Start of GIVEN TEXT

Should scientists ever have to pick a side? – why building scientific consensus on vaping may require a rethink01.01.21
We expect science to be even handed and rational. A search for truth that builds consensus, informing decisions and guiding effective public policy. Unfortunately, this isn’t always the case for many reasons – from limitations within the scientific process itself (data, methodologies etc.) to conflicts of interest outside the world of science. And what about the motivation of the individuals and institutions that commission and fund research?
One of the Next Generation Product (NGP) categories that Imperial Brands operates in – vaping – has been negatively impacted by an apparent absence of scientific consensus in recent years. This has been highlighted recently by an unusual and though provoking paper published by a group of junior scientists based in the US. The paper, entitled ‘Polarization within the field of tobacco and nicotine science and its potential impact on trainees’ suggests junior scientists effectively have to pick a side when doing research into subjects like vaping.
The paper suggests trainee scientists may: “feel pressure from mentors and senior scientists to declare their allegiance to support or oppose e-cigarettes and therefore draw conclusions beyond what is supported by the data or without consideration for trade-offs.”

End of GIVEN TEXT

* **ASSIGNMENT**
Copy the passage of the vaping consensus article that runs from "One of the Next" up to and including "subjects like vaping.".

Start of PROVIDED RECORDS

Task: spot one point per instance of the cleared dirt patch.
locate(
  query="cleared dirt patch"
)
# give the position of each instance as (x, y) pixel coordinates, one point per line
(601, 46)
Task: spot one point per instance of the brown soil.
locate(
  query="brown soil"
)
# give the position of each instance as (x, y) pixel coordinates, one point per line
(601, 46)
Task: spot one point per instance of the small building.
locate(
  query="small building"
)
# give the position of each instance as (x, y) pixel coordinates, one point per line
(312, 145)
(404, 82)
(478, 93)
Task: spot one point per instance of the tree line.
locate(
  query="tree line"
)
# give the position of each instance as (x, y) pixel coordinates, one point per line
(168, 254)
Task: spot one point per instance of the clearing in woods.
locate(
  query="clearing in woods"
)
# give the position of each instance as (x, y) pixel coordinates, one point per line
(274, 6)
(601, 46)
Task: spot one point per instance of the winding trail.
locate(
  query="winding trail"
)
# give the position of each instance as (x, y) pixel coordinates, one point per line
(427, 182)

End of PROVIDED RECORDS
Start of PROVIDED RECORDS

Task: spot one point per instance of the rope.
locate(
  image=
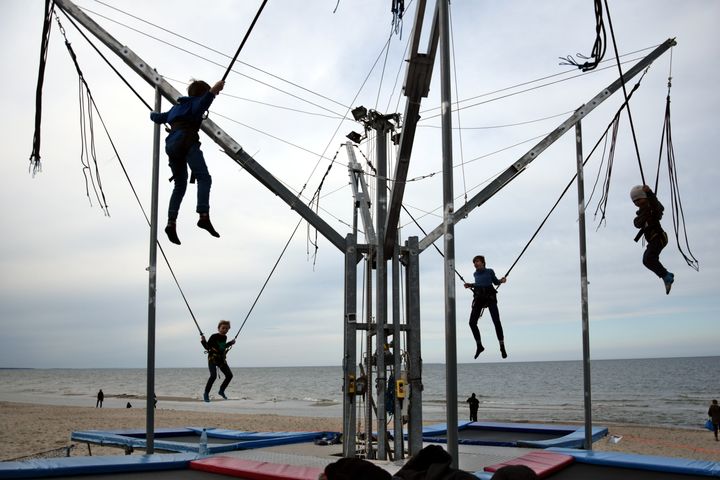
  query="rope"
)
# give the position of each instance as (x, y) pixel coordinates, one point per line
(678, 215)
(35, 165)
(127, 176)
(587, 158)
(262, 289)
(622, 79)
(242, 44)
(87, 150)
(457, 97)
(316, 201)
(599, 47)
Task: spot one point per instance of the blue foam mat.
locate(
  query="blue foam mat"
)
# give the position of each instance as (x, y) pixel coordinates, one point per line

End of PROVIDED RECORDS

* **ANSWER TO THE PROBLEM**
One of the Next Generation Product (NGP) categories that Imperial Brands operates in – vaping – has been negatively impacted by an apparent absence of scientific consensus in recent years. This has been highlighted recently by an unusual and though provoking paper published by a group of junior scientists based in the US. The paper, entitled ‘Polarization within the field of tobacco and nicotine science and its potential impact on trainees’ suggests junior scientists effectively have to pick a side when doing research into subjects like vaping.